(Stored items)

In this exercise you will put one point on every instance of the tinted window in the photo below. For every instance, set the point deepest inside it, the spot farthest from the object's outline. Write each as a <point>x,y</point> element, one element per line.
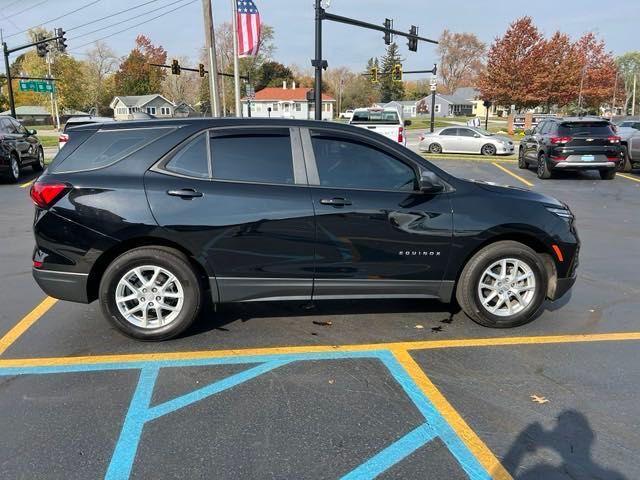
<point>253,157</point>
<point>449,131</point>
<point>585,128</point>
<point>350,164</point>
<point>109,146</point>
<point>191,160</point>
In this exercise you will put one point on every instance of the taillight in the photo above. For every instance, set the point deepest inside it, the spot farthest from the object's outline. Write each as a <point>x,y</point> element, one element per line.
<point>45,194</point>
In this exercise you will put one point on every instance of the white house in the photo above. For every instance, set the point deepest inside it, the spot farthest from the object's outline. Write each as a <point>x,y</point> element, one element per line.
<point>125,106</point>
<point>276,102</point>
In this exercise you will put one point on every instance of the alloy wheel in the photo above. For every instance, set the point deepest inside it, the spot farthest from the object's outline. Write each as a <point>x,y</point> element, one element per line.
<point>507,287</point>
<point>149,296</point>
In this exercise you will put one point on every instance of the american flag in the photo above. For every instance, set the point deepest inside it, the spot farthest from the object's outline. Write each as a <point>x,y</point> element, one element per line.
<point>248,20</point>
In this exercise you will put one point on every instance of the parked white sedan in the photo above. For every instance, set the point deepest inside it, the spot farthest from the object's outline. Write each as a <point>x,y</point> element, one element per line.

▸ **Exercise**
Exclude every picture, then reproduce the remaining data character for character.

▸ **Response area**
In this exercise you will put one point on every instance of the tinted window in the photo below. For every instance, set the point deepest inside it, the spot farthest from the object's outline. Write each as a <point>x,y</point> element, one element per line.
<point>253,157</point>
<point>449,131</point>
<point>585,128</point>
<point>350,164</point>
<point>109,146</point>
<point>191,160</point>
In this exercise you will put one point on every instance of the taillight in the photo above. For every instance, set the point deepest inside it, the spot farthest from the object's outline. Write each as a <point>x,y</point> element, one element per line.
<point>45,194</point>
In this exercise you will put one point on every instance of the white house in the photo above. For every instance, set the point deepest inside it, the spot farthest from the object's outline. Write each as a <point>x,y</point> element, one element per line.
<point>125,106</point>
<point>276,102</point>
In this exercise you will put one point on every instance of the alloy wheel in the photo above. For every instance, set the point deepest inside it, the spot farthest from the object's outline. Write each as a <point>x,y</point> element, one element per line.
<point>507,287</point>
<point>149,296</point>
In this exercise you will put one point on every instance of the american flag in the photo above. For every instance, set the point deepest inside it, the spot farthest from the object's outline. Write each as a <point>x,y</point> element, one element per line.
<point>248,20</point>
In this exercise you will put one point on every instance of the parked white sedan in the photo above. For every instance, set the point deepest inside it, the spot farthest from the object's outline. Write each as a <point>x,y</point> element, one element per line.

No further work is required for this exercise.